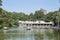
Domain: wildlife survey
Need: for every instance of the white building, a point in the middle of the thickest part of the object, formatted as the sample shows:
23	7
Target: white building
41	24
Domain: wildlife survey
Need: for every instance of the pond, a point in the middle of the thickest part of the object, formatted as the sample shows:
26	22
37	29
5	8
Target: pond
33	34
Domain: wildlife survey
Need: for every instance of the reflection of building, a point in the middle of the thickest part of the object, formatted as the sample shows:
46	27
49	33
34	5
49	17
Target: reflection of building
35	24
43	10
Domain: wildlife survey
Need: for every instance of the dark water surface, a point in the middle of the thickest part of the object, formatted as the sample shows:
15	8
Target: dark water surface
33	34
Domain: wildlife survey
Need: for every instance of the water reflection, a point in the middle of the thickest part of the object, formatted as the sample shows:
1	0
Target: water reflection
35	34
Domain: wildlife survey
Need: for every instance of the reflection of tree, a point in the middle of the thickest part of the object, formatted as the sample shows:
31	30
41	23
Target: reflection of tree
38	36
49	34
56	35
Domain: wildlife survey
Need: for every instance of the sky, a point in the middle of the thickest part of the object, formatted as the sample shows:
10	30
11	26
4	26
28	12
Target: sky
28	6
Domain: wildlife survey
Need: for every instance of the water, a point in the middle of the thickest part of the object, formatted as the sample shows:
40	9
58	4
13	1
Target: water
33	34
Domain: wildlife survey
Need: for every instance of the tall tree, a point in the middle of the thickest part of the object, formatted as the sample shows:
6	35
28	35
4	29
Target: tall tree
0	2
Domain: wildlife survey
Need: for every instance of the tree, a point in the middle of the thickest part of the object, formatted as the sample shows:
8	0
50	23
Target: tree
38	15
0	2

==

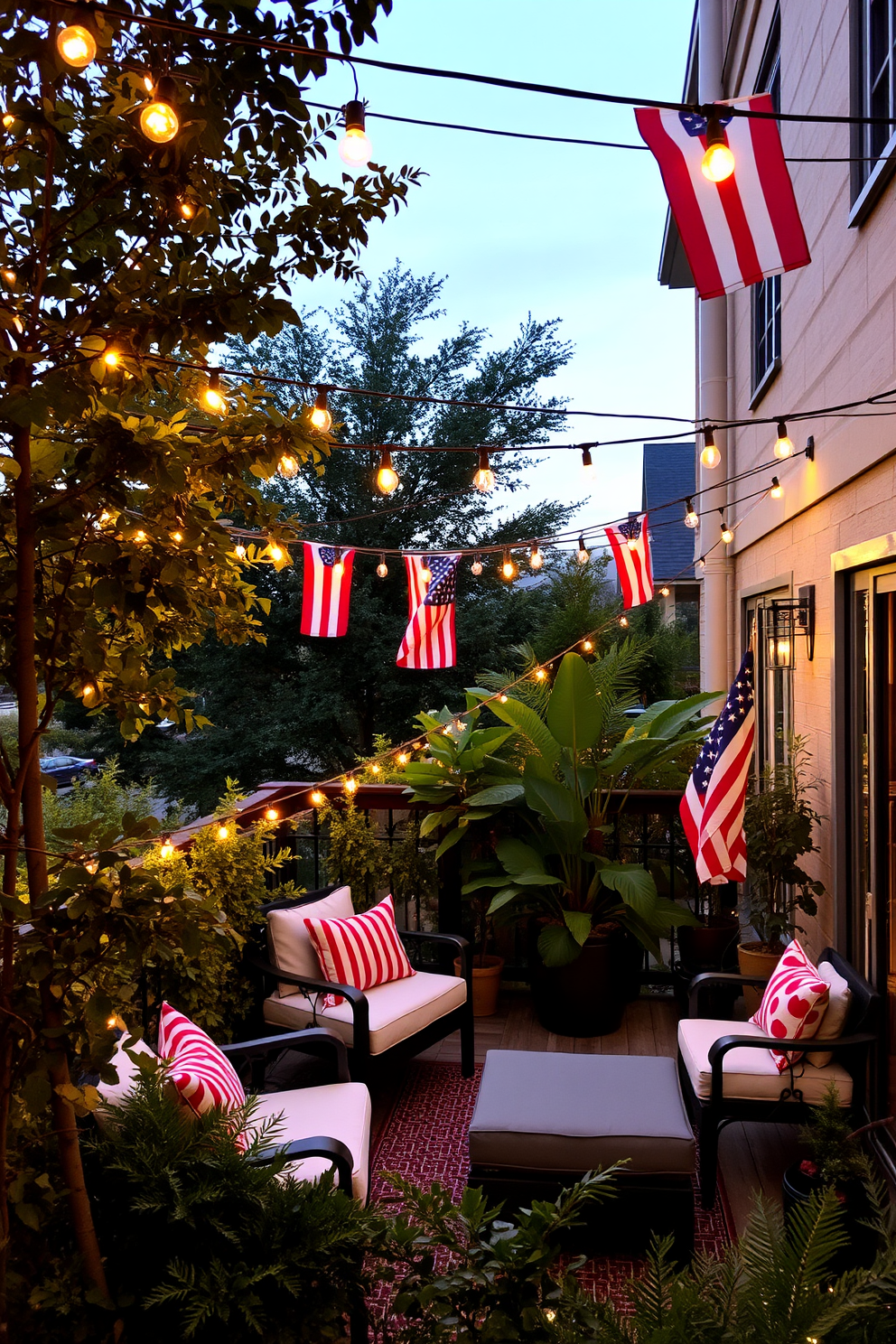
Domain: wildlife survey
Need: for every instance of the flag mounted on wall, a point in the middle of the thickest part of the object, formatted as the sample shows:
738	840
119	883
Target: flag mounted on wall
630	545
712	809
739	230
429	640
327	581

▶ Work required: Show every line from the records above that contains the word "tall", copying each one in full. Case counts when matching.

▶ The response:
Need: for every instance of the tall tree, a point in the middle of the thickest part of the object, formatted as the sample shows:
Target: tall tree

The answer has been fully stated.